> **Task to complete**: Each line of the records needs to be written out exactly, with any image left out.

=======

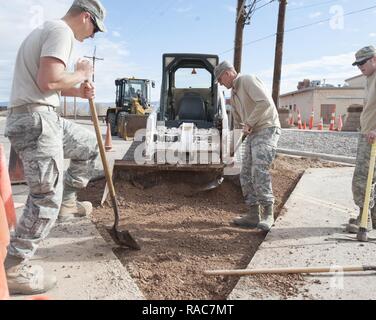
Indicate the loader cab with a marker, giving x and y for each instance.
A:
(188, 93)
(131, 88)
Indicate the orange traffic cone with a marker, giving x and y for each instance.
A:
(332, 122)
(6, 190)
(311, 120)
(292, 120)
(108, 142)
(300, 126)
(321, 124)
(4, 241)
(16, 172)
(340, 124)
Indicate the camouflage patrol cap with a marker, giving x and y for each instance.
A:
(364, 54)
(222, 67)
(95, 8)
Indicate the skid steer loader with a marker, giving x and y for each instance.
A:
(133, 106)
(187, 139)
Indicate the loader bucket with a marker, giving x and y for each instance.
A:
(199, 177)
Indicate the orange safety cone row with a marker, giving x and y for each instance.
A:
(321, 125)
(108, 142)
(311, 120)
(4, 241)
(332, 122)
(6, 190)
(340, 124)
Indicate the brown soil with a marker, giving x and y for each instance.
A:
(183, 234)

=======

> **Exercise solution**:
Indicate the loader cab with a marker, giving x and y for each instance.
A:
(188, 93)
(131, 88)
Indicate the orange traffic cone with a marker, giving x and y for each instance.
A:
(332, 122)
(6, 190)
(311, 120)
(292, 120)
(108, 142)
(300, 126)
(321, 124)
(4, 241)
(16, 172)
(340, 124)
Indicate the camouflage patrol cap with a marker, giving x and y for each instance.
A:
(364, 54)
(222, 67)
(95, 8)
Indicate the skid steer loader with a marker, giving x and y for each instance.
A:
(133, 106)
(187, 139)
Indicate the loader bucket with a marker, giving x and y for each instance.
A:
(199, 177)
Indicate the orange safety cone row with a marker, giving x and y for each instance.
A:
(321, 125)
(108, 142)
(311, 120)
(4, 241)
(332, 122)
(6, 190)
(340, 124)
Indicate the brown soil with a marker, giving x and y for each instance.
A:
(183, 234)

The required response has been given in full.